Copy the following lines word for word, omitting the pictures from your answer.

** start of Provided records **

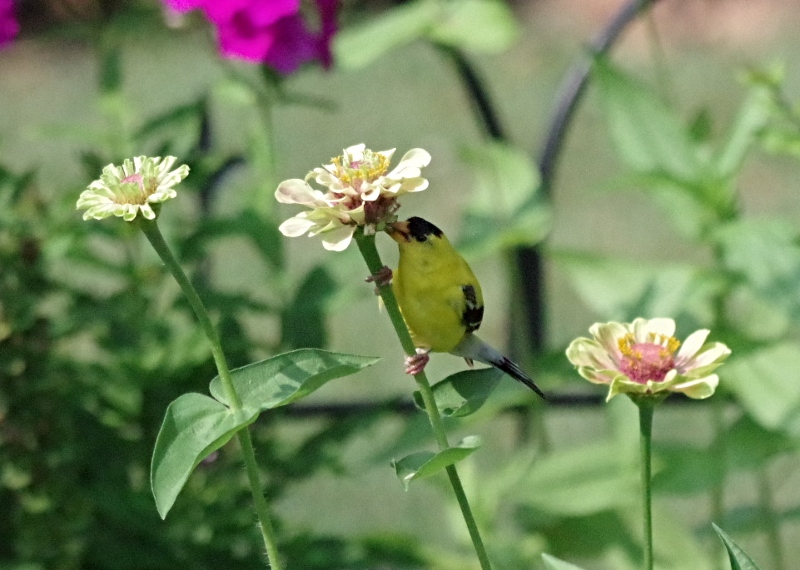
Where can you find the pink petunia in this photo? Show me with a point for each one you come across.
(274, 32)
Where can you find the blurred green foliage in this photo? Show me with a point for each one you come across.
(95, 342)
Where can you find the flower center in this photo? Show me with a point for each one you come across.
(650, 360)
(133, 190)
(372, 165)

** end of Provided records **

| Exercise answer |
Where can you find the pink petunia in this photo? Show me with a point for each one you come across.
(274, 32)
Where can you find the blurred green foliage in this photo? Show me with a point for each one you come across.
(95, 342)
Where can you find the flower center in this photo? Show me with a point for each one you come across.
(650, 360)
(133, 190)
(372, 165)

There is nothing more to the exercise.